This is a subject that is interesting to me. I read an article about lying recently. It quoted some statistics about how many of us lie regularly. It also discussed the many reasons people may lie. I found it rather thought provoking because there is no doubt that some people us lies in a very sinister way, whereas for most of us, lying is often a weakness in a moment of fear or panic.
People lie for many different reasons.
I think that some lie about their abilities in order to get ahead in the world. Others try to cover up errors or guilt with lies. I think some lie out of fear of being caught or exposed for a mistake they have made. Some falsify reports, resumes, forms and tax returns. Then there are those who maliciously lie (slander) to damage another’s reputation, cowardly lie to avoid embarrassment, lie in a calculated manner to justify previous lies, or deviously to defraud people of their money – we call them swindlers or scammers. Some feel there are legitimate excuses for a lie if it protects another person. They hope that a so-called “white lie” is acceptable because they think it does not injure anyone.
I think some are so afraid of truth, or prefer to believe lies, their life has become a lacy lattice of interlocking lies that are hard to untangle.
Now I am convinced that almost everyone on the planet has lied out of fear, embarrassment or thinking that it will perhaps protect someone from being hurt. But I think there are a smaller number who wilfully set out to deceive others in order to take advantage of their trust, to gain some profit or power over them, and to hide their selfish motives.
I am proud of the many times I have refused to lie in a situation when it was clearly wrong. For example, when I worked in finance, my manager threatened me when she demanded I lie to a client in order to deliberately deceive them. When I refused she was furious and stated that the job description included being willing to lie. I stood my ground much to her obvious annoyance. Some time later she was amongst a number of staff who were dismissed for gross negligence and dishonesty when the company was embezzled and lost around £1,000,000.
I have definitely withheld the truth at times. But my conscience is mostly clean regarding those occasions. For example, I do not like to tell friends here in London what happened to me the night I was attacked. Very few know. Many have asked me probing questions because they wonder why I disappeared for a year. Many believe my disappearance was in connection with my ex-flatmate Jack (which it partly is) or they presume the rumours were true that I was having an affair with a married man. I have chosen not to fight those untruths by opening up my tale of woe to everyone. I have withheld the truth. My family, my close friends, the directors I worked with – they know because I needed their help in order to deal with everything. But I just don’t feel that everyone is entitled to the truth – in some respects, it is none of their business.
But what I do remember is the first time I told an outright dishonest lie for selfish reasons and how my parents helped me to realize it was wrong. And now Crushed Caramel will confess the biggest lie – an outright fib that I told, and I was only around five years of age at the time:
It all started when I went into my brother’s bedroom. To this day, my memory of the first outright lie I told is vivid, and the way my parents tackled that dishonesty is even more a deep part of who I am as a person.

• • • • • • •

● PROMPT A:
Which documents does the piece on lying say some people falsify?
● PROMPT B:
Write the next part of the piece on lying, picking up after its final sentence.

• • • • • • •

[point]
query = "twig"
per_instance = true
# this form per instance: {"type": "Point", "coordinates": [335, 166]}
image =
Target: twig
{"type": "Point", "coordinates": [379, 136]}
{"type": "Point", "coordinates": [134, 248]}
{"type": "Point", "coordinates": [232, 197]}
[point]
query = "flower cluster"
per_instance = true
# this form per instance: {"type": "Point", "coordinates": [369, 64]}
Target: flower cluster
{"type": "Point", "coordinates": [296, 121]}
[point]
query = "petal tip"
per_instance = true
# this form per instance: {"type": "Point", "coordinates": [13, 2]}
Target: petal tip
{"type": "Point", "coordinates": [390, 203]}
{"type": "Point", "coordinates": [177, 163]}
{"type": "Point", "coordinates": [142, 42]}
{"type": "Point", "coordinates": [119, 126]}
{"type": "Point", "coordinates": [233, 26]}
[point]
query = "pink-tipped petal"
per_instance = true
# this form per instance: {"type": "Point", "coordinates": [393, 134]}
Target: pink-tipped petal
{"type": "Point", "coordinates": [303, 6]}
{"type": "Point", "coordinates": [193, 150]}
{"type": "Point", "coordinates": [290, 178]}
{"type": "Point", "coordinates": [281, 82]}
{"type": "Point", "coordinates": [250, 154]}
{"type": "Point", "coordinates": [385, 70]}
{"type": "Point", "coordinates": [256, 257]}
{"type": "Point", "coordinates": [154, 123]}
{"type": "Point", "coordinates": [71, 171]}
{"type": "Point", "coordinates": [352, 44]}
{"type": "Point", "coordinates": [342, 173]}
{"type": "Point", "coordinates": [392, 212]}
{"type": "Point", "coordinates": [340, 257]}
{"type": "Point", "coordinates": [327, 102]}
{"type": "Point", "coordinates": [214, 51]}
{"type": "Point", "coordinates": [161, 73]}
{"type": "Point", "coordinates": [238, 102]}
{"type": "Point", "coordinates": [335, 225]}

• • • • • • •

● EXPECTED ANSWER A:
Reports, resumes, forms and tax returns.

● EXPECTED ANSWER B:
Now I was very aware of the rule that my parents had set. We were not allowed to go into my brother’s room without his permission (a rule that had been made after previous invasions). But I broke this rule and crept into my brother’s room. I was fascinated by my brother’s belongings. He was eight years older than me. He was a very good artist. He had these little bottles of ink on his desk. I could not resist playing with them. I also found his magnifying glass and played with that until I was bored. Then I noticed next to the lamp on his desk there was some money. I took it. It was not a huge amount, perhaps £2 or £3. I slipped out of my brother’s room before I was discovered thinking that I had got away with it.
Some time later, I heard a sound that always made me and my sisters excited. I rushed to my parents and asked them of we could have an ice-cream from the ice-cream van which was playing it’s song in the street outside. My parents said not this time. Then I asked if I could go and buy one for myself with my own money. They asked where my money had come from.
I lied, “I found it.”
“Where did you find it Mel?”
“It was on the floor outside.”
“How much did you find Mel?”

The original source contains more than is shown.